List of tasks:
a) From the news story about oil prices and a possible EU ban on Russian oil, write out word for word the part starting with "Also, Saudi Arabia" and going on through "to all-time highs.".
b) Keep writing the news story about oil prices and the EU's possible ban on Russian oil, picking up right after its last sentence.

World News
Oil Unchanged As Promises of EU Ban Against Russia Become Shaky
The possibility that the European Union will not impose bans on oil from Russia after all caused oil trading on Monday to be little changed from last week's close – although the demand and supply shortages that have driven prices higher of late are as strong as ever.
After people with knowledge of the matter told media that the government of Hungary is signalling that any progress on the EU talks will likely slip to next month at the earliest, West Texas Intermediate settled up 1 cent, or 0.01 percent, at $110.29 per barrel, while Brent settled up 87 cents, or 0.7 percent, at $113.42.
Also, Saudi Arabia over the weekend undermined U.S.-led efforts to punish Moscow for its invasion of Ukraine by signalling it will continue to support Russia's role in the Organization of the Petroleum Exporting Countries (OPEC).
Bob Yawger, director of the futures division at Mizuho Securities USA, remarked, "We are stuck in a range from $105-$116 and we're looking for a breakout," and he added that a European embargo on Russia would likely propel crude prices to all-time highs.
It remains unclear what in fact will transpire with the EU: countering sentiments from anonymous sources on Monday was Mark Rutte, prime minister of Holland, who said when asked if he expects an oil boycott next week, "I am optimistic about a sixth sanction package."

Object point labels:

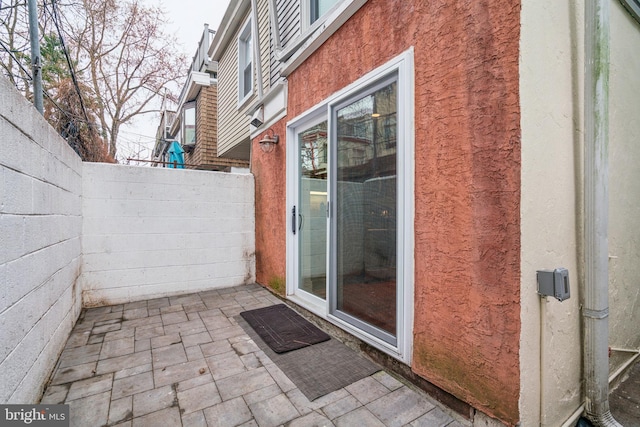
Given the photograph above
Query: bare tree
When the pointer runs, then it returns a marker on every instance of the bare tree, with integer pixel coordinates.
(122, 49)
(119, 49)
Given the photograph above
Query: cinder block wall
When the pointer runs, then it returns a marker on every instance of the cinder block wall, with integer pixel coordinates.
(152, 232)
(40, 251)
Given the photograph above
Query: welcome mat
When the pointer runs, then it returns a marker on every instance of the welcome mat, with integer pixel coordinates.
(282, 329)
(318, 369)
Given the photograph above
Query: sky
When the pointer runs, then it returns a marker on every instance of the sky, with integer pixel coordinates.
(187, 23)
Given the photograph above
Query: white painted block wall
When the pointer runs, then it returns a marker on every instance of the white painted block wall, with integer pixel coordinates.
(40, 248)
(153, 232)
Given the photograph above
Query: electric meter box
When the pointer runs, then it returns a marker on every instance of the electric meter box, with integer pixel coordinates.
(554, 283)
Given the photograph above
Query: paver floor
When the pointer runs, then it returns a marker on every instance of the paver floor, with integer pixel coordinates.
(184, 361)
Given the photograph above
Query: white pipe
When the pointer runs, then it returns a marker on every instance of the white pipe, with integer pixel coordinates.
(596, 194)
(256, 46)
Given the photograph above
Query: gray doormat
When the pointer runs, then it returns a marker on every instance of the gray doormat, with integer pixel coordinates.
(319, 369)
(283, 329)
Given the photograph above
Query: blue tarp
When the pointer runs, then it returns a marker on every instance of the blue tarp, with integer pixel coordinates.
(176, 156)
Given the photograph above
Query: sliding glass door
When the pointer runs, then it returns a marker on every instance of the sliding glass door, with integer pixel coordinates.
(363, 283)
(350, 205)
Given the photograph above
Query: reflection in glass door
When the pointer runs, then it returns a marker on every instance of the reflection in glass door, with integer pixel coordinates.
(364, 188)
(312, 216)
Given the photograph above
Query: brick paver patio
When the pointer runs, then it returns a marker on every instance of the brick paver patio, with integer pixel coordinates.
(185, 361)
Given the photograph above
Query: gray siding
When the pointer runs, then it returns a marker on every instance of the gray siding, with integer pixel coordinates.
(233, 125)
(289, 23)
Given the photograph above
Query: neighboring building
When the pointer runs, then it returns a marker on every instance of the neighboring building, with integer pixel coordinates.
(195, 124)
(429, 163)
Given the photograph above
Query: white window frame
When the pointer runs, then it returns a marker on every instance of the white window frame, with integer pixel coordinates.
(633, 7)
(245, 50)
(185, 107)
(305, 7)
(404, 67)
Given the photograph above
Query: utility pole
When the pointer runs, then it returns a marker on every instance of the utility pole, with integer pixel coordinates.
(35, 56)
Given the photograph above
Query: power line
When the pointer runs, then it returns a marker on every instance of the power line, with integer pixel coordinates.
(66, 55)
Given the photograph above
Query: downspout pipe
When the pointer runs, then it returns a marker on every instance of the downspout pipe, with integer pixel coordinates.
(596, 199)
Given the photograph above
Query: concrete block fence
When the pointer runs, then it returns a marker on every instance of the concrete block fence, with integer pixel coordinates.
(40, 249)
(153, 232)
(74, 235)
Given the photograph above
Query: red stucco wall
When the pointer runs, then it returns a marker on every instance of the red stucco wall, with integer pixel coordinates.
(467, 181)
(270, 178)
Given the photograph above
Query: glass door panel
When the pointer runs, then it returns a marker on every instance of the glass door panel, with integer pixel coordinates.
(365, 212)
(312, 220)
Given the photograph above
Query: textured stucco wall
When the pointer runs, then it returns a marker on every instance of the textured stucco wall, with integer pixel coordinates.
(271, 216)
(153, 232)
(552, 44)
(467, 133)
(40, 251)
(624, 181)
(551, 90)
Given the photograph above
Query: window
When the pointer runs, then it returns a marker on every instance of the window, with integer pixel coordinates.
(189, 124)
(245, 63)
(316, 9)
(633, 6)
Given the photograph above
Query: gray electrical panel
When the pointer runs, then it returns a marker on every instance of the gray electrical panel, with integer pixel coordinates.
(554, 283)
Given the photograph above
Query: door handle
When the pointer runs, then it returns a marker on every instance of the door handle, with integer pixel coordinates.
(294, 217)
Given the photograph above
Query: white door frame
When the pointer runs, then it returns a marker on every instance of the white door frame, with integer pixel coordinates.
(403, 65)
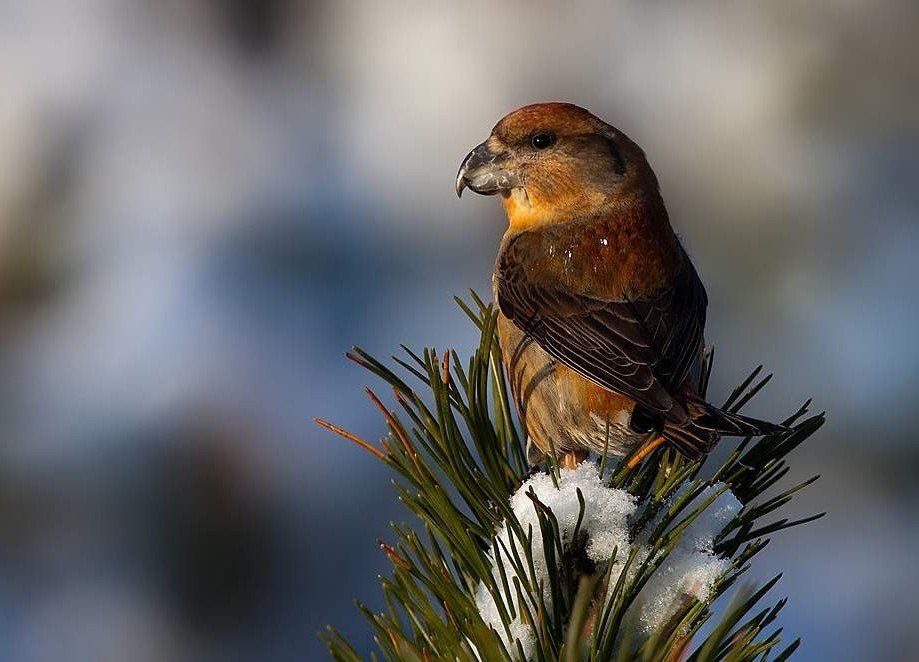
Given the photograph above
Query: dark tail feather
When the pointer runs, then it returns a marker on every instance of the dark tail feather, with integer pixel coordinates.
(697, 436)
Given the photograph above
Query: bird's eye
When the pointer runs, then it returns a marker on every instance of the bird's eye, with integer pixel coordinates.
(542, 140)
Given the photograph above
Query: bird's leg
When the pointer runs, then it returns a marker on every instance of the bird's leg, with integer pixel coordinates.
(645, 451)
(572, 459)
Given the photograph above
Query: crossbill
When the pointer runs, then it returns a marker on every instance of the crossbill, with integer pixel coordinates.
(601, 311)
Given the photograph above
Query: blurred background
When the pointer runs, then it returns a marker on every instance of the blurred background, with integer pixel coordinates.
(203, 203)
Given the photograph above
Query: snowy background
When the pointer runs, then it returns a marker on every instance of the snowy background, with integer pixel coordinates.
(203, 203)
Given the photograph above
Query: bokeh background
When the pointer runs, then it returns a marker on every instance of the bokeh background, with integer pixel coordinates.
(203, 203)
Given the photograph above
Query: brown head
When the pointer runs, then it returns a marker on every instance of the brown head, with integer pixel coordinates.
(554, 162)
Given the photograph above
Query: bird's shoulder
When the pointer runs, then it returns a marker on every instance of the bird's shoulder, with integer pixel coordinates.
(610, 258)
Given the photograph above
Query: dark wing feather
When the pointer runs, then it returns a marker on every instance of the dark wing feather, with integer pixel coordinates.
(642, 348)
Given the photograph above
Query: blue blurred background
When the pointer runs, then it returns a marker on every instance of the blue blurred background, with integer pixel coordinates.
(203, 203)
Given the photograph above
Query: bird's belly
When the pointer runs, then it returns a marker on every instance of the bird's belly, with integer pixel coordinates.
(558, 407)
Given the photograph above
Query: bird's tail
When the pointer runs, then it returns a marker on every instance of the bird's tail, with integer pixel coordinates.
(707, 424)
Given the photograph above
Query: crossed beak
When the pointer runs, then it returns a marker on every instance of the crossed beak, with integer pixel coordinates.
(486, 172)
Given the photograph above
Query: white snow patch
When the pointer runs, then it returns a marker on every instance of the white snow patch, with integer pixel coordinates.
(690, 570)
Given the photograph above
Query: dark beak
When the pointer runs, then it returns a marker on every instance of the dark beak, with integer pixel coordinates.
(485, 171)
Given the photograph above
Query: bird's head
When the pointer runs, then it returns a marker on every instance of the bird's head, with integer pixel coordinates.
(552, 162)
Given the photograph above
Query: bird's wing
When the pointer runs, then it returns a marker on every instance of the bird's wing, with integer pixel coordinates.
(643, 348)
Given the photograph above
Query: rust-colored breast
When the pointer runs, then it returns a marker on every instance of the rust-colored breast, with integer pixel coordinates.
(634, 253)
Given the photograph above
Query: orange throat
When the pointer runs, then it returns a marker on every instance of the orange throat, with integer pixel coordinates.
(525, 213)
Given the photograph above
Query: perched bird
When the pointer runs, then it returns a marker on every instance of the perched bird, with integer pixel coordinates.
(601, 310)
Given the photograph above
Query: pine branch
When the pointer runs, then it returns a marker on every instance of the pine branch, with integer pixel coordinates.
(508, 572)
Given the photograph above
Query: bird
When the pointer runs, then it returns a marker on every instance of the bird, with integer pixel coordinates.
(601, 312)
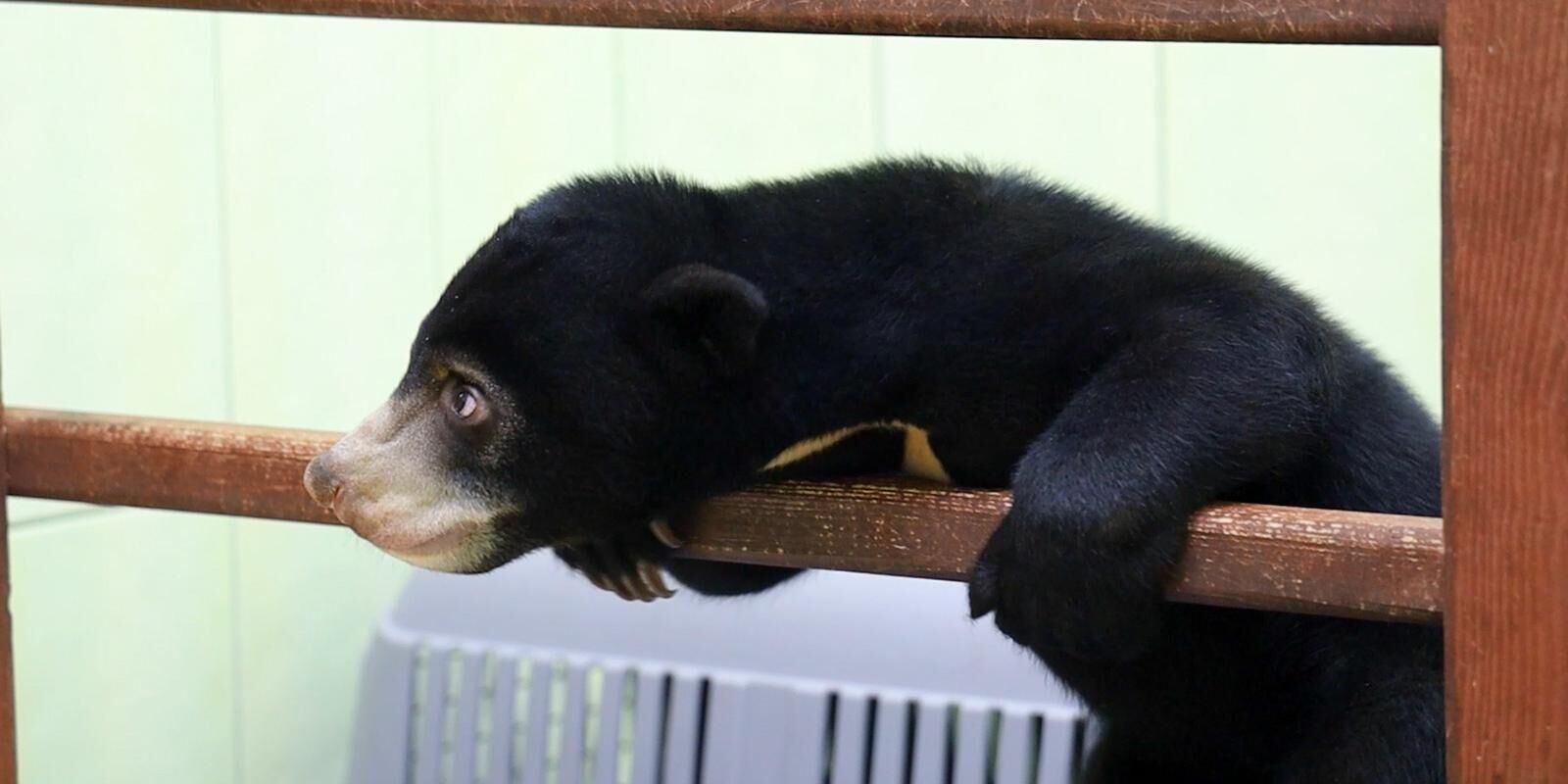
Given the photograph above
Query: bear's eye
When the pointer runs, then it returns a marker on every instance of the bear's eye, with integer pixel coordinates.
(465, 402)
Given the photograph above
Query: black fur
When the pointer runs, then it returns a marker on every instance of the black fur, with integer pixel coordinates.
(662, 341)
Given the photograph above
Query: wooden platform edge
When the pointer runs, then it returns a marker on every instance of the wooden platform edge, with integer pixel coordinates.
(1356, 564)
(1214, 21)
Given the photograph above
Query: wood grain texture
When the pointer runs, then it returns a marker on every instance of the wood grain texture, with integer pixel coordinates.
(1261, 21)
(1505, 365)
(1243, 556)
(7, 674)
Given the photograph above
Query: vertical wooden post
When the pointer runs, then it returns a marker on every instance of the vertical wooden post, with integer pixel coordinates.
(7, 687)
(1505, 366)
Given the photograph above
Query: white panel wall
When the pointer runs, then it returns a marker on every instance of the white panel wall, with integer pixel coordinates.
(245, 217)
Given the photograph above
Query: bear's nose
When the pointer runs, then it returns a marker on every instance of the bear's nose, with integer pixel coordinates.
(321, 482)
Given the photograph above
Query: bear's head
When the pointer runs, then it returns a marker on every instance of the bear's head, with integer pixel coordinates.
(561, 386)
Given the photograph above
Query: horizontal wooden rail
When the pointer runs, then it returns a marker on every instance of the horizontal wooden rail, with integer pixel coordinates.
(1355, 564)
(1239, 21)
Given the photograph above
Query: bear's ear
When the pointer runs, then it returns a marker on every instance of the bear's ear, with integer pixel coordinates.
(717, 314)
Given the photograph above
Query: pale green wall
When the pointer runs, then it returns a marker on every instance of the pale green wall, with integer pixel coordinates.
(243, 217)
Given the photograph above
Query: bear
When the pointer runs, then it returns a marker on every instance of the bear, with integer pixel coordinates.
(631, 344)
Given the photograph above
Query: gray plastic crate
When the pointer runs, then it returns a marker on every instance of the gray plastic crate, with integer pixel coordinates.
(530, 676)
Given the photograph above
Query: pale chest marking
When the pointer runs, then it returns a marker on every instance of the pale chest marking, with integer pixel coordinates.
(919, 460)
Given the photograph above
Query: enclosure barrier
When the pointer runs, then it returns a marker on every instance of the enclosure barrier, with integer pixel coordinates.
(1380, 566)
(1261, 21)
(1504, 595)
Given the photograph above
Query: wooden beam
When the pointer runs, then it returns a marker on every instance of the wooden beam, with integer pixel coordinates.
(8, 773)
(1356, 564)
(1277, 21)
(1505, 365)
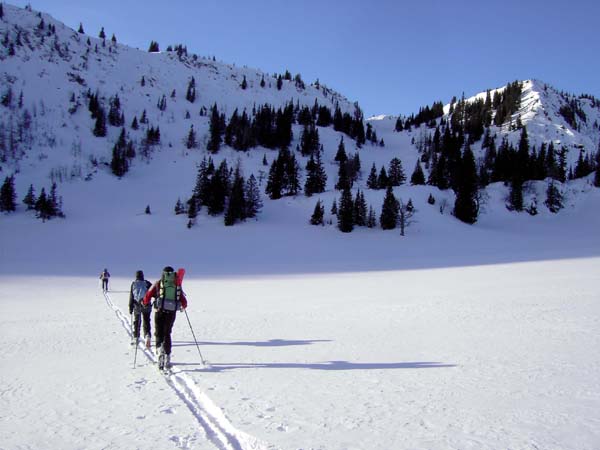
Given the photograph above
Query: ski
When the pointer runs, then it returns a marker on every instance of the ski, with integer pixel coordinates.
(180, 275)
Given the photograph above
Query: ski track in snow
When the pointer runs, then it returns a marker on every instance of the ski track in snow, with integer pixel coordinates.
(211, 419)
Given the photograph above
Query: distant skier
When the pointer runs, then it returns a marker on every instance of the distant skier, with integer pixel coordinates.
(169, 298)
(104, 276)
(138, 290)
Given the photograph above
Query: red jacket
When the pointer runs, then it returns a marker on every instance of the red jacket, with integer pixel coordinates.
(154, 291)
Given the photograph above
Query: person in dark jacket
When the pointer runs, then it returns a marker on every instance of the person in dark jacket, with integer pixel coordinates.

Task-by-task outputs:
a)
Also, Saudi Arabia over the weekend undermined U.S.-led efforts to punish Moscow for its invasion of Ukraine by signalling it will continue to support Russia's role in the Organization of the Petroleum Exporting Countries (OPEC).
Bob Yawger, director of the futures division at Mizuho Securities USA, remarked, "We are stuck in a range from $105-$116 and we're looking for a breakout," and he added that a European embargo on Russia would likely propel crude prices to all-time highs.

b)
Robert Habeck, Germany's economy minister, added, "I expect what will happen, as is always the case in Europe, is that some countries will effectively get special rights."
For the record, Europe's existing bans are having little to no impact other than stoking traders' fears and helping along price increases: according to vessel-tracking data and port agent reports released Monday, seaborne crude shipments from Russia edged lower in the seven days to May 20 but showed little clear impact from the EU restrictions that came into effect on May 15.
A total of 32 tankers loaded about 24 million barrels from Russian terminals, putting average seaborne crude flows at 3.44 million barrels per day (bpd), down by just 3 percent from 3.55 million barrels in the week ended May 13.
Conversely, many experts questioned the wellbeing of the global economy: Kristalina Georgieva, managing director of the International Monetary Fund, told the annual Davos economic summit that she did not expect a recession for major economies but could not rule one out either.
As for the health of the commodity itself, oil remains in the bullish state of backwardation, and the difference between WTI's two nearest December contracts (for this year and in 2023) was near $13 per barrel, up from about $11 per barrel a month ago.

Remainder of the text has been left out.